• Problem description
Would you extract the whole listing below and retype it exactly?
--------------------------------
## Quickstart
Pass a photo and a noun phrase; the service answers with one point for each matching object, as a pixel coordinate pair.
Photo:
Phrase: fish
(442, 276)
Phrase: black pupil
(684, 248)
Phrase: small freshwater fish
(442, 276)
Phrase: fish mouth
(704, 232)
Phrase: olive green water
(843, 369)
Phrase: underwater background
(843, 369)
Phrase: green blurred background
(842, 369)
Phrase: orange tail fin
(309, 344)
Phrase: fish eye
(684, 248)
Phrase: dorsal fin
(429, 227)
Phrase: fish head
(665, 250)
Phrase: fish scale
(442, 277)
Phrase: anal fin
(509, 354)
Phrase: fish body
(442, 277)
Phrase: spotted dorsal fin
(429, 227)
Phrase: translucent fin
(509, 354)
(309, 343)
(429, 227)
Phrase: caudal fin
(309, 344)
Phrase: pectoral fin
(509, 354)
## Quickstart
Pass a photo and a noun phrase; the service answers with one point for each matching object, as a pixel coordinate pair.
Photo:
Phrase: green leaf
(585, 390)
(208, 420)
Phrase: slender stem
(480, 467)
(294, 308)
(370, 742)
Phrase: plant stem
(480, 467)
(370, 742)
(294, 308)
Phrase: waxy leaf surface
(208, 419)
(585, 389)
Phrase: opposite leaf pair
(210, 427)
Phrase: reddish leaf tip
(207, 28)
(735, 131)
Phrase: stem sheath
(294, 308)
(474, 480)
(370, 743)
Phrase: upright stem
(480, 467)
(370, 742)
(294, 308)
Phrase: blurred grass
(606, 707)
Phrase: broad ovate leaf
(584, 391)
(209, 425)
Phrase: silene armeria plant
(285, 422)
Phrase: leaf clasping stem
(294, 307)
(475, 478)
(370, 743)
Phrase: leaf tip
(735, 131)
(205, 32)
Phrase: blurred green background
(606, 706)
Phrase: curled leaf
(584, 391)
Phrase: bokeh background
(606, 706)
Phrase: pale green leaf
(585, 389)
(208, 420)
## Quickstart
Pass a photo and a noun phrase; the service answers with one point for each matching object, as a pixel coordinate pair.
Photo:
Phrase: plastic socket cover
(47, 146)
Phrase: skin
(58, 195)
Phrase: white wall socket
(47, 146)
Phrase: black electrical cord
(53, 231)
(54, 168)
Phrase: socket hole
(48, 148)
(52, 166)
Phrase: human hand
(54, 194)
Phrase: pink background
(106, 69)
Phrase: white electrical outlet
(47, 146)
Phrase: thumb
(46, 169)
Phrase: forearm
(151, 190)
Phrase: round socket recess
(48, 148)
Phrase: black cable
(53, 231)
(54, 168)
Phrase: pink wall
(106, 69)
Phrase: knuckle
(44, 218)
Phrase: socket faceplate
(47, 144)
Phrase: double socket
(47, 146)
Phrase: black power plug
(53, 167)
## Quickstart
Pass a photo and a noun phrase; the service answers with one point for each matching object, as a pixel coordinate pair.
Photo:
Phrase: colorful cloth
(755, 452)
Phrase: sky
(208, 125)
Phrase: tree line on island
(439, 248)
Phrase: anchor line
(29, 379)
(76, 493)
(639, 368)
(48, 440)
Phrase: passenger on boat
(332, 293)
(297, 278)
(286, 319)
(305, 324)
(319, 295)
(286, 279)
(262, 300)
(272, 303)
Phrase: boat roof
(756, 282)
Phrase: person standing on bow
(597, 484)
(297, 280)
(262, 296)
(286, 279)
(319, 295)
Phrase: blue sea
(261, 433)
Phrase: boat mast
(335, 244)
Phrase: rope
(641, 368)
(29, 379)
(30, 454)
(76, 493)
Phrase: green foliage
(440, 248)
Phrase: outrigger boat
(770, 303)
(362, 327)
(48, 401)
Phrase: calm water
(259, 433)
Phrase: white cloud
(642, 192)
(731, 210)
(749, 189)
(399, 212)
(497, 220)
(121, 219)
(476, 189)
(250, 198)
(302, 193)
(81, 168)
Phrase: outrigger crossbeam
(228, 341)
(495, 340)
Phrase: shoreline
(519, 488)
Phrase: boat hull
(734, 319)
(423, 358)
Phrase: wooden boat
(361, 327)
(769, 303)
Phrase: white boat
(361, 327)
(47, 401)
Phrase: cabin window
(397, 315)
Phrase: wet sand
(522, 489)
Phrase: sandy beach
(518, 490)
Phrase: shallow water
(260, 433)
--------------------------------
• Complete output
## Quickstart
Pass a photo and a noun phrase; the service answers with one point for each matching object, as a pixel coordinate pair.
Photo:
Phrase: fish
(442, 276)
Phrase: black pupil
(684, 248)
Phrase: small freshwater fish
(442, 276)
Phrase: fish mouth
(704, 232)
Phrase: olive green water
(843, 369)
Phrase: underwater background
(843, 369)
Phrase: green blurred background
(842, 369)
Phrase: orange tail fin
(309, 344)
Phrase: fish eye
(684, 248)
Phrase: dorsal fin
(429, 227)
Phrase: fish head
(665, 250)
Phrase: fish scale
(442, 277)
Phrase: anal fin
(509, 354)
Phrase: fish body
(442, 277)
Phrase: spotted dorsal fin
(429, 227)
Phrase: translucent fin
(509, 354)
(309, 343)
(429, 227)
Phrase: caudal fin
(309, 344)
Phrase: pectoral fin
(509, 354)
## Quickstart
Pass a photo and a noun phrase; the service answers with one point for each matching object, as a pixel coordinate pair.
Photo:
Phrase: green leaf
(585, 390)
(208, 420)
Phrase: slender stem
(480, 467)
(294, 308)
(370, 742)
Phrase: plant stem
(480, 467)
(370, 742)
(294, 308)
Phrase: waxy leaf surface
(208, 419)
(585, 389)
Phrase: opposite leaf pair
(210, 427)
Phrase: reddish leaf tip
(207, 28)
(735, 131)
Phrase: stem sheath
(294, 308)
(474, 480)
(370, 743)
Phrase: upright stem
(480, 467)
(370, 742)
(294, 308)
Phrase: blurred grass
(606, 707)
Phrase: broad ovate leaf
(584, 391)
(209, 425)
Phrase: silene armeria plant
(285, 422)
Phrase: leaf clasping stem
(294, 307)
(475, 478)
(370, 743)
Phrase: leaf tip
(735, 131)
(205, 32)
Phrase: blurred green background
(606, 706)
Phrase: curled leaf
(584, 391)
Phrase: bokeh background
(606, 706)
Phrase: pale green leaf
(585, 389)
(208, 420)
## Quickstart
Pass a photo and a noun phrase; the service answers with one point for each matching object, as a pixel coordinate pair.
Photo:
Phrase: plastic socket cover
(47, 146)
Phrase: skin
(58, 195)
Phrase: white wall socket
(47, 146)
Phrase: black electrical cord
(53, 231)
(54, 168)
Phrase: socket hole
(48, 148)
(52, 166)
Phrase: human hand
(54, 194)
Phrase: pink background
(106, 69)
Phrase: white electrical outlet
(47, 146)
Phrase: thumb
(46, 169)
Phrase: forearm
(151, 190)
Phrase: round socket recess
(48, 148)
Phrase: black cable
(53, 231)
(54, 168)
Phrase: pink wall
(106, 69)
Phrase: knuckle
(44, 218)
Phrase: socket faceplate
(47, 144)
Phrase: double socket
(47, 146)
Phrase: black power plug
(53, 167)
## Quickstart
Pass a photo and a noun phrase; the service answers with one point for each matching object, as a pixel coordinate pair.
Photo:
Phrase: colorful cloth
(755, 452)
Phrase: sky
(208, 125)
Phrase: tree line on island
(439, 248)
Phrase: anchor line
(29, 379)
(76, 493)
(639, 368)
(48, 440)
Phrase: passenger on boat
(332, 293)
(297, 278)
(286, 319)
(305, 324)
(319, 295)
(286, 279)
(262, 300)
(272, 303)
Phrase: boat roof
(756, 282)
Phrase: person standing on bow
(597, 484)
(297, 280)
(262, 296)
(286, 279)
(319, 295)
Phrase: blue sea
(261, 433)
Phrase: boat mast
(335, 244)
Phrase: rope
(641, 368)
(29, 379)
(30, 454)
(76, 493)
Phrase: green foliage
(440, 248)
Phrase: outrigger boat
(770, 303)
(362, 327)
(48, 401)
Phrase: calm water
(259, 433)
Phrase: white cloud
(642, 192)
(731, 210)
(749, 189)
(399, 212)
(497, 220)
(121, 219)
(476, 189)
(250, 198)
(302, 193)
(81, 168)
Phrase: outrigger crossbeam
(228, 341)
(495, 340)
Phrase: shoreline
(519, 488)
Phrase: boat hull
(734, 319)
(423, 358)
Phrase: wooden boat
(361, 327)
(769, 303)
Phrase: white boat
(361, 327)
(47, 401)
Phrase: cabin window
(397, 315)
Phrase: wet sand
(522, 489)
Phrase: sandy beach
(518, 490)
Phrase: shallow water
(260, 433)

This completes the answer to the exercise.